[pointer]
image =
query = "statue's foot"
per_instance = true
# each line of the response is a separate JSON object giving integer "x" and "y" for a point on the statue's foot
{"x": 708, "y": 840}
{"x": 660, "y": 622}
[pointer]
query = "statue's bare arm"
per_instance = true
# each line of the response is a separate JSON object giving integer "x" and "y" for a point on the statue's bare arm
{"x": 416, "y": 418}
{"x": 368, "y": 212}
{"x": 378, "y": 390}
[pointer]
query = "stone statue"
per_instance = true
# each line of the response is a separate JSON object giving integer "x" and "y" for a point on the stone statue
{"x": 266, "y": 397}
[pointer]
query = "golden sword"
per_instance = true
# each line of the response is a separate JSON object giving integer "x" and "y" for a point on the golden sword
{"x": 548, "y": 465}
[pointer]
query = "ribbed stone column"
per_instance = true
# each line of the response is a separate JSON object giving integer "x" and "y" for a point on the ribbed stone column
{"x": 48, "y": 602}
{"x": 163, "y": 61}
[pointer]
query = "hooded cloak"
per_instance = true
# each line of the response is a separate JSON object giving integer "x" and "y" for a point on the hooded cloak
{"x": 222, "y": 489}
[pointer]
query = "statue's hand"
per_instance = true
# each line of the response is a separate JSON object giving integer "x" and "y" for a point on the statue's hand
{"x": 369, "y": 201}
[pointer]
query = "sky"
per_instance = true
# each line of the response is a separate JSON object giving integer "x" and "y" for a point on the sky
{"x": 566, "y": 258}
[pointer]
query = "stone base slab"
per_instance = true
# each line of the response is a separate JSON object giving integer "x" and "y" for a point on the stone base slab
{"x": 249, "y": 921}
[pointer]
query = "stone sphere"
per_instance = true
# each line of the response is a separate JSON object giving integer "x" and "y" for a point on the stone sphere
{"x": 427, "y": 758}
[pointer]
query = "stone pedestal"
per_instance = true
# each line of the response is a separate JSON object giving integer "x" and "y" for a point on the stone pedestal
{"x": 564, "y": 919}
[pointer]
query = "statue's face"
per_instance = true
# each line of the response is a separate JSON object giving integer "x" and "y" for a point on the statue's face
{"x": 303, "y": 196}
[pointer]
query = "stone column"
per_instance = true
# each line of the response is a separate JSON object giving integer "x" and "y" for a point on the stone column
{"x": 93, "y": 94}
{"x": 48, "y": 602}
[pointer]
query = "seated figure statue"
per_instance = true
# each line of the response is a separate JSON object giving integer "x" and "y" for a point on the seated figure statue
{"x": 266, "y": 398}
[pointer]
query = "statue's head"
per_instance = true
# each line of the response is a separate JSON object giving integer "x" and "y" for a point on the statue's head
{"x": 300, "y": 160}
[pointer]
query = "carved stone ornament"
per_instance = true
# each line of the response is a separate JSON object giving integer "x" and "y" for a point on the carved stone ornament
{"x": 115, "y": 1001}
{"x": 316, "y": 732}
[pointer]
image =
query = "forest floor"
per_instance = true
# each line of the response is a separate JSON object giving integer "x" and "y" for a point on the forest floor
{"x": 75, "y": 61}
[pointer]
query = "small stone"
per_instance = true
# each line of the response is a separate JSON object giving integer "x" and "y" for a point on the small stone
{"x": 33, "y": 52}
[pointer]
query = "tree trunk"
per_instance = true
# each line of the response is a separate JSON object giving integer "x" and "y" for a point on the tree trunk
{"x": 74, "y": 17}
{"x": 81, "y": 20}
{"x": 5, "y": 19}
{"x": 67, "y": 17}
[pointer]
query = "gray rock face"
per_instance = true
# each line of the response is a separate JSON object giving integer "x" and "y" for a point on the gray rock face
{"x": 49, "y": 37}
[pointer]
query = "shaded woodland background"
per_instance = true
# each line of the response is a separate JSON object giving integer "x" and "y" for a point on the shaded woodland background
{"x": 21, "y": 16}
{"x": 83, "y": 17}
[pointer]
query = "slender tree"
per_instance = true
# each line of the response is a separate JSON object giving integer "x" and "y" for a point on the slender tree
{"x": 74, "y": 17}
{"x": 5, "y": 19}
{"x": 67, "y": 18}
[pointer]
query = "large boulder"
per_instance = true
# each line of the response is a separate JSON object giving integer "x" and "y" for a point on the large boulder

◆ **Work to be completed**
Write the complete data out, exactly as above.

◆ **Response**
[pointer]
image =
query = "statue's foot"
per_instance = true
# each line of the response is a separate JSON object giving integer "x" and "y" for a point on the statue's foot
{"x": 708, "y": 840}
{"x": 660, "y": 622}
[pointer]
query = "statue's bare arm"
per_instance = true
# each line of the response is a separate JSON object giving integer "x" and "y" for a point on the statue's bare arm
{"x": 416, "y": 418}
{"x": 368, "y": 212}
{"x": 378, "y": 390}
[pointer]
query = "stone statue"
per_instance = true
# each line of the response is a separate JSON object giving integer "x" and "y" for a point on the stone statue
{"x": 266, "y": 397}
[pointer]
query = "golden sword"
per_instance = true
# each line of the response is a separate JSON object giving integer "x" and "y" for a point on the golden sword
{"x": 548, "y": 465}
[pointer]
query = "ribbed stone column"
per_instance = true
# each line of the response is a separate JSON object giving integer "x" and "y" for a point on the ribbed stone column
{"x": 48, "y": 602}
{"x": 163, "y": 61}
[pointer]
query = "hooded cloak"
per_instance = true
# each line of the response is a separate JSON object giving integer "x" and "y" for a point on the hooded cloak
{"x": 222, "y": 489}
[pointer]
query = "statue's hand"
per_instance = true
# each line of the response is a separate JSON object giving integer "x" and "y" for a point on the statue's hand
{"x": 369, "y": 201}
[pointer]
query = "sky"
per_instance = true
# each line of the response is a separate JSON object giving integer "x" and "y" for a point on the sky
{"x": 566, "y": 258}
[pointer]
query = "stone base slab"
per_instance = true
# each line of the response is a separate JSON object giving integer "x" and "y" for a point on the stone base slab
{"x": 249, "y": 921}
[pointer]
query = "stone sphere"
per_instance = true
# each line of the response is a separate JSON object giving integer "x" and "y" for a point on the stone sphere
{"x": 427, "y": 758}
[pointer]
query = "stone pedestal"
per_instance = true
# each line of the response is a separate JSON object giving integer "x" and "y" for a point on the stone pedestal
{"x": 564, "y": 919}
[pointer]
query = "statue's face"
per_instance = true
# each line of the response is a separate JSON object giving integer "x" and "y" for a point on the statue's face
{"x": 303, "y": 196}
[pointer]
query = "stone column"
per_instance = true
# each line of the response is a separate JSON object giving integer "x" and "y" for a point on the stone column
{"x": 93, "y": 94}
{"x": 48, "y": 602}
[pointer]
query = "seated figure statue"
per_instance = true
# each line of the response is a separate JSON object giving integer "x" and "y" for a point on the seated figure statue
{"x": 266, "y": 398}
[pointer]
query = "statue's head"
per_instance = true
# each line of the response is a separate JSON object giving integer "x" and "y" for a point on the statue's head
{"x": 300, "y": 160}
[pointer]
query = "carved stone ornament"
per_instance = true
# each line of the response is a separate JSON object giving integer "x" and "y" for a point on the carved stone ornament
{"x": 115, "y": 1001}
{"x": 316, "y": 732}
[pointer]
image =
query = "forest floor"
per_instance = true
# each line of the response is a separate JSON object giving integer "x" and "y" for a point on the forest floor
{"x": 75, "y": 61}
[pointer]
query = "small stone"
per_instance = true
# each line of the response is a separate JSON object giving integer "x" and "y" for a point on the small stone
{"x": 33, "y": 52}
[pointer]
query = "tree trunk"
per_instance = true
# each line of the response is a separate JSON object giving integer "x" and "y" for a point on the tree trunk
{"x": 74, "y": 17}
{"x": 81, "y": 20}
{"x": 5, "y": 19}
{"x": 67, "y": 17}
[pointer]
query = "gray rock face"
per_instance = true
# each line of the response is a separate JSON object giving integer "x" and "y" for a point on the gray rock face
{"x": 49, "y": 37}
[pointer]
query = "shaded woodland background"
per_instance = true
# each line of the response is a separate JSON object giving integer "x" and "y" for a point on the shaded woodland background
{"x": 21, "y": 16}
{"x": 83, "y": 17}
[pointer]
query = "slender tree"
per_instance = true
# each line of the response is a separate JSON object giving integer "x" and "y" for a point on the slender tree
{"x": 74, "y": 17}
{"x": 5, "y": 19}
{"x": 67, "y": 18}
[pointer]
query = "large boulder"
per_instance = true
# each line of the response is a separate JSON object giving integer "x" and "y" for a point on the large boulder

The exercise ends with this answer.